[Start of Information given]

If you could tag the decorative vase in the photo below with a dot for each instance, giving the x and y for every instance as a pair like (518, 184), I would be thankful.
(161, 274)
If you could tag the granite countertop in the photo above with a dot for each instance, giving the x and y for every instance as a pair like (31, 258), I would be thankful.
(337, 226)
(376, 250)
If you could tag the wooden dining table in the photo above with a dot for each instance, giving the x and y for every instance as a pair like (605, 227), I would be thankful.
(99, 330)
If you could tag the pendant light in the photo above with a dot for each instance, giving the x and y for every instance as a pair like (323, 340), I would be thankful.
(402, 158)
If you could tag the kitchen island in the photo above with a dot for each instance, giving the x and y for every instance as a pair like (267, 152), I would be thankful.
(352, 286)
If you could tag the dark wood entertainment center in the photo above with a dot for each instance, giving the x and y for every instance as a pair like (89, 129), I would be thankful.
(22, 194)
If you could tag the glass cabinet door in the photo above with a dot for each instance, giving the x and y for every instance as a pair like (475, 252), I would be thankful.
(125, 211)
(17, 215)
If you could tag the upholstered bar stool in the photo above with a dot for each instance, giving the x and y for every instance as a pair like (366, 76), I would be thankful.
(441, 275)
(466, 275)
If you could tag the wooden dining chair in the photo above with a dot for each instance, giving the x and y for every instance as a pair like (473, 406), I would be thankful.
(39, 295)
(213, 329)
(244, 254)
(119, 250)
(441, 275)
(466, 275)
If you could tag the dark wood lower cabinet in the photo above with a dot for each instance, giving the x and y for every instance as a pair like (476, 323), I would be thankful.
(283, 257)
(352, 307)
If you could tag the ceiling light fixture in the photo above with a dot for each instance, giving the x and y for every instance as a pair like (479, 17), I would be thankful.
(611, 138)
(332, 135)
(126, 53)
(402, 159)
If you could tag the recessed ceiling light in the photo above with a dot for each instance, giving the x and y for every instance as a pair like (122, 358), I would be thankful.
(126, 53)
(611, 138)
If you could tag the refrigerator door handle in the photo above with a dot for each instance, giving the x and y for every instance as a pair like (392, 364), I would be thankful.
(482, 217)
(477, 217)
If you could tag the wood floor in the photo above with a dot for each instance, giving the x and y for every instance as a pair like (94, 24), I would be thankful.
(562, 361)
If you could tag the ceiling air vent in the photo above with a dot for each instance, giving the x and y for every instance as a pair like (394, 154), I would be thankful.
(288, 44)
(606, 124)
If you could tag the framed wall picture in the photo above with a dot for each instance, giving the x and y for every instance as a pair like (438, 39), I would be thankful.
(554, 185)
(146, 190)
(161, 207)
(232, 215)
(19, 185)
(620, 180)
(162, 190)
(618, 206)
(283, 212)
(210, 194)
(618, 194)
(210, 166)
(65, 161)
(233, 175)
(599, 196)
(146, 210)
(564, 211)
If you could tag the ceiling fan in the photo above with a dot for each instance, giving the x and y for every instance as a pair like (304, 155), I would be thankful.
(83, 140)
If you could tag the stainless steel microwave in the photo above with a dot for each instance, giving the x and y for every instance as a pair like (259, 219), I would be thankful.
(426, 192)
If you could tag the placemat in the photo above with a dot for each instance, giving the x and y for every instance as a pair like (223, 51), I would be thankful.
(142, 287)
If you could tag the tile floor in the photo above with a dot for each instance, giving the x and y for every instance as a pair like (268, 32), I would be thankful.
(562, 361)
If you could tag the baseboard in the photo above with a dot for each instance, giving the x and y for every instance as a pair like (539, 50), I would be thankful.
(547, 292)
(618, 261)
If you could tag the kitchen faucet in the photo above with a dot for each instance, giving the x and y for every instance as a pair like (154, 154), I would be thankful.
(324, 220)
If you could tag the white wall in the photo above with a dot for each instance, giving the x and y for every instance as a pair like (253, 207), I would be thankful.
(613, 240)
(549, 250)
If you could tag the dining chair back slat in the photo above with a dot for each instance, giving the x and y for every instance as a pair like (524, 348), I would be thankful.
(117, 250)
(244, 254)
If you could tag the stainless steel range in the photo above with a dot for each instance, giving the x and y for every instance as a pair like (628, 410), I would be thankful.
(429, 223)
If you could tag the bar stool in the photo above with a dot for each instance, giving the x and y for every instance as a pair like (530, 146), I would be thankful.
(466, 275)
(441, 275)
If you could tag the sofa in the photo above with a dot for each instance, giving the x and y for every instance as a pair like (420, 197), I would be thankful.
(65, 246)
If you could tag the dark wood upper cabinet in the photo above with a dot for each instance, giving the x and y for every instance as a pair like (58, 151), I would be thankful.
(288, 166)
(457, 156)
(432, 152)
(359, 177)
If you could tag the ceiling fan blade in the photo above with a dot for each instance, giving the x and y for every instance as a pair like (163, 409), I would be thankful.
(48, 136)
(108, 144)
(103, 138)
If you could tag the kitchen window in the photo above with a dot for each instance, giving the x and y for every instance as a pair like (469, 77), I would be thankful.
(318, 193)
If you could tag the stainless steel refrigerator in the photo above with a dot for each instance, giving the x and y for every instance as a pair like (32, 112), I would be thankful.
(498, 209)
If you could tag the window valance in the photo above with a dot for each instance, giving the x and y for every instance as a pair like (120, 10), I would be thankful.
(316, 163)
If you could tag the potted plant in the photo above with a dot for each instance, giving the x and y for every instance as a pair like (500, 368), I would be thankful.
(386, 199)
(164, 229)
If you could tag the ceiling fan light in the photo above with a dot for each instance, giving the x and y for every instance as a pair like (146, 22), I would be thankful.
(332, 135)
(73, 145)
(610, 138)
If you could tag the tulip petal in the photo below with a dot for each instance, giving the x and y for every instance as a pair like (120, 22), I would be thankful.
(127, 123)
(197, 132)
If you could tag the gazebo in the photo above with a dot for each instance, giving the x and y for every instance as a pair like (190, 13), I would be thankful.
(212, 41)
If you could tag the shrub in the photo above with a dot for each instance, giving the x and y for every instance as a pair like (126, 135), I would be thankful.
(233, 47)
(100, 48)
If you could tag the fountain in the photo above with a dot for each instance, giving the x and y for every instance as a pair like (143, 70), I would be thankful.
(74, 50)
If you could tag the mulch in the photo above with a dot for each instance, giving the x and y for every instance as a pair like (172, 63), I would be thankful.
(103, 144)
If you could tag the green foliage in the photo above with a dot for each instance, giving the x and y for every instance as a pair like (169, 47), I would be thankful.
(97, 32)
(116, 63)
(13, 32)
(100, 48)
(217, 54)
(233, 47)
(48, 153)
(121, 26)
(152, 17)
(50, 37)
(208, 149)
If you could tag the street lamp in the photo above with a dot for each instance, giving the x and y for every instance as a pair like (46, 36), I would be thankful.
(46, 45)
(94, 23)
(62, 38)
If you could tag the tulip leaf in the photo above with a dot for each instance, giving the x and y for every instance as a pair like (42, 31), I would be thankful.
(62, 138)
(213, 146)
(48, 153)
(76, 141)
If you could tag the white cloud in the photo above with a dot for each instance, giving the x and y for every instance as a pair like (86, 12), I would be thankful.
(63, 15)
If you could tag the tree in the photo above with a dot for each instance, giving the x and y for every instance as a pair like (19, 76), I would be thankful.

[End of Information given]

• _Instructions for the task_
Each record must be repeated exactly as it is.

• _Task answer_
If you could tag the decorative vase in the photo below with a dot for each instance, giving the x and y for every instance as a pair like (518, 184), I would be thankful.
(161, 274)
If you could tag the granite countertop in the photo above with a dot for each instance, giving the x and y for every instance as a pair like (31, 258), I would be thankful.
(337, 226)
(376, 250)
If you could tag the wooden dining table in the photo above with a dot for each instance, giving the x and y for every instance as a pair like (605, 227), I would be thankful.
(99, 330)
If you could tag the pendant light in the photo above with a dot for each instance, giving the x and y for every instance as a pair like (323, 340), I would be thankful.
(402, 158)
If you could tag the kitchen island in the photo above with a dot for each instance, giving the x and y for every instance as a pair like (267, 152), I would be thankful.
(352, 286)
If you could tag the dark wood entertainment center in the photo above with a dot for each instance, giving the x and y for every instance as a pair like (89, 129), I would be thankful.
(22, 194)
If you could tag the glass cabinet door in the photo above with a dot for each instance, giving the x and y for every instance as a pair like (475, 252), I would be thankful.
(125, 211)
(17, 215)
If you could tag the upholstered bar stool in the photo above with a dot for each instance, giving the x and y for every instance as a pair like (366, 76), I would be thankful.
(441, 275)
(466, 275)
If you could tag the wooden dining chair in the photo above with a dot for each instance, giving the x and y for every instance as a pair like (473, 406), I would be thankful.
(39, 295)
(213, 329)
(244, 254)
(119, 250)
(441, 275)
(466, 275)
If you could tag the dark wood lower cabinet in the photo above with a dot for each instance, giving the x and y for every instance as a pair like (476, 323), I would be thankful.
(283, 257)
(352, 307)
If you could tag the ceiling light fixture in the photo above with a dot for each instance, giving the x and y for every instance as a pair like (479, 17), I would be thankful.
(611, 138)
(332, 135)
(126, 53)
(402, 159)
If you could tag the recessed ceiling light in the photo above with a dot for each instance, giving the x and y for every instance as a pair like (122, 358), I would be thankful.
(126, 53)
(611, 138)
If you could tag the refrigerator door handle in the photo above with a dot for each instance, giving the x and y for every instance as a pair like (392, 364), I would be thankful.
(482, 217)
(477, 217)
If you could tag the wood floor in the photo above with a dot for each instance, giving the x and y for every instance as a pair like (94, 24), I would be thankful.
(562, 361)
If you could tag the ceiling air vent in the photo above with a dot for each instance, giving the x and y for every instance as a pair like (394, 154), I would be thankful.
(288, 44)
(606, 124)
If you could tag the framed wall picture in the photo above with a dot for each instance, giving the x and y for every instance as a pair like (438, 39), I would be thankful.
(554, 185)
(146, 190)
(161, 207)
(232, 215)
(19, 185)
(620, 180)
(162, 190)
(618, 206)
(283, 212)
(210, 194)
(618, 194)
(210, 166)
(65, 161)
(233, 175)
(599, 196)
(146, 210)
(564, 211)
If you could tag the ceiling fan in the photo above with a dot for each instance, giving the x and y for every instance as a pair like (304, 155), I would be thankful.
(83, 140)
If you could tag the stainless steel microwave in the photo above with a dot for each instance, giving the x and y for every instance as a pair like (259, 219), I would be thankful.
(426, 192)
If you could tag the placemat in the photo above with a dot for each instance, giving the x and y for every instance as a pair like (223, 51), I would be thankful.
(142, 287)
If you could tag the tile floor in the photo above with a dot for each instance, giving the x and y for every instance as a pair like (268, 32), I would be thankful.
(562, 361)
If you could tag the baseboard in the photo above with a dot for each instance, giving the x and y for every instance as a pair like (539, 50), I would be thankful.
(547, 292)
(618, 261)
If you could tag the kitchen faucet in the photo above with a dot for each instance, giving the x and y for every instance as a pair like (154, 154), I would be thankful.
(324, 220)
If you could tag the white wall in the photo above with a dot for each instance, giving the x and y for every instance as a pair like (253, 207), I would be thankful.
(613, 240)
(549, 250)
If you could tag the dining chair back slat in the photo above with a dot for each instance, giving the x and y for every instance as a pair like (524, 348), I would be thankful.
(117, 250)
(244, 254)
If you could tag the stainless steel range in the photo above with a dot for each instance, giving the x and y for every instance as a pair like (628, 410), I would be thankful.
(429, 223)
If you could tag the bar stool in the photo above with a dot for each instance, giving the x and y for every instance as a pair like (530, 146), I would be thankful.
(466, 275)
(441, 275)
If you could tag the sofa in the photo above with a dot for each instance, giving the x and y for every instance as a pair like (420, 197), I would be thankful.
(65, 246)
If you could tag the dark wood upper cabinet in the photo above with a dot for each instance, giving the x and y for every instance as a pair like (58, 151), I would be thankful.
(288, 166)
(457, 156)
(432, 152)
(359, 177)
If you could tag the ceiling fan blade in the photo above with a dot for each instance, giving the x and y for every instance as a pair like (163, 409), I would be thankful.
(48, 136)
(108, 144)
(103, 138)
If you could tag the kitchen window in the photo above with a dot for each instance, giving the x and y for every instance as a pair like (469, 77), I would be thankful.
(318, 193)
If you could tag the stainless steel refrigerator in the photo above with a dot for each instance, giving the x and y for every instance as a pair like (32, 112), I would be thankful.
(498, 209)
If you could tag the window valance in the photo above with a dot for each instance, giving the x and y for every instance as a pair like (120, 10), I would be thankful.
(316, 163)
If you could tag the potted plant in the photo above with a dot for each instance, giving the x and y for every instance as a pair like (500, 368), I would be thankful.
(386, 199)
(164, 229)
If you could tag the ceiling fan light in the photo above with a dot for each instance, giving the x and y for every instance as a pair like (146, 22), I would be thankful.
(332, 135)
(73, 145)
(610, 138)
If you could tag the tulip petal in the photo below with a dot for each instance, giving the x and y for every instance as a pair like (120, 22), I would be thankful.
(127, 123)
(197, 132)
If you could tag the gazebo in the photo above with a dot for each instance, giving the x and y for every instance as a pair like (190, 13), I would be thankful.
(212, 41)
If you could tag the shrub in the photo above with a dot for each instance, giving the x and y for every instance as a pair like (126, 135), I would be thankful.
(233, 47)
(100, 48)
If you could tag the fountain in the photo above with a dot for each instance, giving the x and y for every instance as a pair like (143, 70), I would be thankful.
(74, 50)
If you could tag the mulch in the photo above with a dot for each instance, giving the x and y for every instance as a pair like (172, 63), I would be thankful.
(103, 144)
If you could tag the green foliage in the photo above with a dot for each instance, giving the x and y for every instance as a pair like (169, 47), I would be thankful.
(97, 32)
(116, 63)
(13, 32)
(100, 48)
(217, 54)
(233, 47)
(48, 153)
(121, 26)
(152, 17)
(50, 37)
(208, 149)
If you could tag the street lamp in the photo above with a dot for each instance, giving the x and y for every instance as a pair like (46, 36), I would be thankful.
(46, 45)
(94, 23)
(62, 38)
If you could tag the tulip leaf in the photo above with a dot for each instance, giving the x and y for every instance as a pair like (42, 31), I would be thankful.
(62, 138)
(213, 146)
(48, 153)
(76, 141)
If you could tag the white cloud in the photo above with a dot for each instance, giving the x and y for every instance as a pair like (86, 12), I would be thankful.
(63, 15)
If you could tag the tree in the photo above with a dot for each instance, giving the x and y for every instance as a pair like (19, 76), I would be thankful.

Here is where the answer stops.